Find every line in the records below that contains the word "patch", matching case, and copy each of those lines.

-- START SUPPLIED RECORDS --

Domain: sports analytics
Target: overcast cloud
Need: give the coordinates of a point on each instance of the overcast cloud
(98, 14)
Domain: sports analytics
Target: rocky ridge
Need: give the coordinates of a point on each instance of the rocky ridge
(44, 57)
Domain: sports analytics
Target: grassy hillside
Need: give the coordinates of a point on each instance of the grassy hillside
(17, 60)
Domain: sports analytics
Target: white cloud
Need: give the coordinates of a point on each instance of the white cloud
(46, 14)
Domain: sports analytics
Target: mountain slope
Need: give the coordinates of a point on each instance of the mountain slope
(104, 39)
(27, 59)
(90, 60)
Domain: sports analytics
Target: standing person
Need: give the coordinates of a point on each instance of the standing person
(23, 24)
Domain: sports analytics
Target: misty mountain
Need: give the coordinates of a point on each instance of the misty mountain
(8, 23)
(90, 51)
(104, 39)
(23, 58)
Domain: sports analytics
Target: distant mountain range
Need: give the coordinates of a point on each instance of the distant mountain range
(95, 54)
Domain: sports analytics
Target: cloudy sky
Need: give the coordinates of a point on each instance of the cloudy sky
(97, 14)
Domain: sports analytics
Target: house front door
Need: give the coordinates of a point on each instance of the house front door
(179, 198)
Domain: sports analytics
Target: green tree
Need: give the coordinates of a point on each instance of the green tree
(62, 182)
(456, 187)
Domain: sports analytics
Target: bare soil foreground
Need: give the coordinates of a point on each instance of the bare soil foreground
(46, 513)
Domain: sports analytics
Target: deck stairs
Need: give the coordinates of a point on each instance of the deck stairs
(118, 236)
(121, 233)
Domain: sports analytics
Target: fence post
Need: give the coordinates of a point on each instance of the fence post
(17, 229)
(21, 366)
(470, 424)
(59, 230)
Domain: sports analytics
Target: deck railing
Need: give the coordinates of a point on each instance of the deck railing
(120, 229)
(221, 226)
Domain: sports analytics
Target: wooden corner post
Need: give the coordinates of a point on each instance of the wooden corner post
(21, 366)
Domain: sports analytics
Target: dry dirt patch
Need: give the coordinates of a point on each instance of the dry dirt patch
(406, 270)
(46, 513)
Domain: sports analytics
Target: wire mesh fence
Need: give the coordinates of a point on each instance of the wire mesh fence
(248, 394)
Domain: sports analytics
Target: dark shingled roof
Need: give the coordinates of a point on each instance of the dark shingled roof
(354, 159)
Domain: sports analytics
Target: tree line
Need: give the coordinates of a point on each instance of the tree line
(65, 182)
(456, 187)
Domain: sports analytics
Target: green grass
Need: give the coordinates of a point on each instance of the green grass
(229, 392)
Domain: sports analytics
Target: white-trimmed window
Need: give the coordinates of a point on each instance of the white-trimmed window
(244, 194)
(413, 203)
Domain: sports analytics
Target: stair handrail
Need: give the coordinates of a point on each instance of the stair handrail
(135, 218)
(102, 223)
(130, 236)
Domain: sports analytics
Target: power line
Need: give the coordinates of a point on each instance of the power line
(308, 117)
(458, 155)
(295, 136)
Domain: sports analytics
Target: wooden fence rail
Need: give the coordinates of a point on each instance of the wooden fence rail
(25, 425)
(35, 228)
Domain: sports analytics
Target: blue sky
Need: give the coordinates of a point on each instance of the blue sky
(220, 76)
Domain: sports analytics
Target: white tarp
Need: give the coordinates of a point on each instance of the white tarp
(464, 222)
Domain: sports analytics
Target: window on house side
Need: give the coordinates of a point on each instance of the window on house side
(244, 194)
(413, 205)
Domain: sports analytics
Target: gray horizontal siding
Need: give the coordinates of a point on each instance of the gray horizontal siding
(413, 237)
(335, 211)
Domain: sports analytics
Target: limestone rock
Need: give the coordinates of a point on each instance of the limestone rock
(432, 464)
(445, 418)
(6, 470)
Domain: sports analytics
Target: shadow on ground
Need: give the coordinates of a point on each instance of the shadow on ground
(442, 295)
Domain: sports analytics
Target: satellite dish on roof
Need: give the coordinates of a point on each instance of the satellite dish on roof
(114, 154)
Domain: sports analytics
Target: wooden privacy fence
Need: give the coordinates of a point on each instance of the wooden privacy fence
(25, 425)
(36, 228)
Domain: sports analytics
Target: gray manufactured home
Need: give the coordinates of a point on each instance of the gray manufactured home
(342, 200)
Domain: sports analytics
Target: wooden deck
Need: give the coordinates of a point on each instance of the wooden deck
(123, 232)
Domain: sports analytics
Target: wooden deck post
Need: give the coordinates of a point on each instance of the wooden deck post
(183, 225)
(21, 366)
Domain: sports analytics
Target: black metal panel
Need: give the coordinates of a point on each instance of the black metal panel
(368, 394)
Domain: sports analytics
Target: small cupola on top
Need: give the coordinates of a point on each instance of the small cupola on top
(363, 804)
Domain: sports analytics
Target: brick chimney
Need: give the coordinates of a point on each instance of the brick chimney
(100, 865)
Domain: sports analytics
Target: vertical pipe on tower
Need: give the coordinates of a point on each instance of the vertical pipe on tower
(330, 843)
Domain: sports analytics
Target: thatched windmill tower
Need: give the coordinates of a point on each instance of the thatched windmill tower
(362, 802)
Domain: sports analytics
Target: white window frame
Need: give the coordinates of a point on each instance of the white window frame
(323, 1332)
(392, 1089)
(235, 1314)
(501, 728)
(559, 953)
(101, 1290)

-- END SUPPLIED RECORDS --

RESULT BELOW:
Target: dry dirt patch
Need: give the coordinates of a point on each instance of the dry dirt patch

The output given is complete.